- Task description: Line by line, set down the following material again exactly.

- Data for processing:
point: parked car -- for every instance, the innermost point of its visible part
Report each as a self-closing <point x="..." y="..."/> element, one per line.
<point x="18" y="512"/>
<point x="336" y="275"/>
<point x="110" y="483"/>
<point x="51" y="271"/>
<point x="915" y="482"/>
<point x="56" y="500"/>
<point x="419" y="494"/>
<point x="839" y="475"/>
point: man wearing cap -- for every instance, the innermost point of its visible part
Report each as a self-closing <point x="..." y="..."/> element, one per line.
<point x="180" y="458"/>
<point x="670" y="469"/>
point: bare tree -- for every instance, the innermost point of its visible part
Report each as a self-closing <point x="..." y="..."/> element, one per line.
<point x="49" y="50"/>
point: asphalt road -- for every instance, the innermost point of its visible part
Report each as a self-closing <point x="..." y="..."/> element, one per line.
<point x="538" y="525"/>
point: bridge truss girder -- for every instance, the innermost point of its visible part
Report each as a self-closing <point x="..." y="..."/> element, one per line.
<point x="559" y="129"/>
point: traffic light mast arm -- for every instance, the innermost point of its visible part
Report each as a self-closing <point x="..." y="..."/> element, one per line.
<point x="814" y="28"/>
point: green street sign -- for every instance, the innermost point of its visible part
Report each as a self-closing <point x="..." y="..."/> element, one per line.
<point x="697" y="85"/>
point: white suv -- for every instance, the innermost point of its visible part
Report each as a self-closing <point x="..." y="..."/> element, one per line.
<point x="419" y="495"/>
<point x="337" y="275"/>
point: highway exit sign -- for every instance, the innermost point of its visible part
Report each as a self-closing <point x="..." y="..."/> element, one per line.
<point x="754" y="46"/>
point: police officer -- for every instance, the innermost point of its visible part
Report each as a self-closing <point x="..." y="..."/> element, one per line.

- Solution to this task:
point: parked car -- for every instance, the innermost point of its visible part
Report each as a self-closing <point x="..." y="..."/> element, one per line.
<point x="18" y="512"/>
<point x="336" y="275"/>
<point x="110" y="483"/>
<point x="51" y="271"/>
<point x="915" y="482"/>
<point x="56" y="500"/>
<point x="419" y="494"/>
<point x="839" y="475"/>
point: man wearing cap -- for every instance, the innermost point of its visible part
Report each as a self-closing <point x="..." y="..."/> element, one per line.
<point x="180" y="458"/>
<point x="670" y="469"/>
point: bare tree -- for every instance, the innermost point of its visible part
Report each as a self-closing <point x="..." y="..."/> element, one per line.
<point x="49" y="50"/>
point: asphalt road -- for every instance, the innermost point of its visible part
Report each as a self-closing <point x="..." y="..."/> element, one per line.
<point x="538" y="525"/>
point: bridge truss girder -- for every instance, the innermost point of its visible part
Report each as a self-closing <point x="..." y="..."/> element, one per line.
<point x="559" y="129"/>
point: traffic light mast arm -- for every instance, the innermost point of its visible part
Report each as a self-closing <point x="..." y="..."/> element, one per line.
<point x="814" y="28"/>
point: green street sign -- for every instance, the innermost point of its visible part
Report each as a self-closing <point x="..." y="..."/> element, one per line.
<point x="697" y="85"/>
point: white suv -- for every instance, the innermost point of its visible part
Report each as a self-closing <point x="..." y="..."/> element, one per line.
<point x="419" y="495"/>
<point x="337" y="275"/>
point: highway exit sign -- for every instance, the innermost point of its visible part
Report each as a self-closing <point x="..." y="..."/> element, one per line.
<point x="754" y="46"/>
point: police officer -- for every instance, the innermost point of its visible part
Report each as a self-closing <point x="..." y="..."/> element, one per line.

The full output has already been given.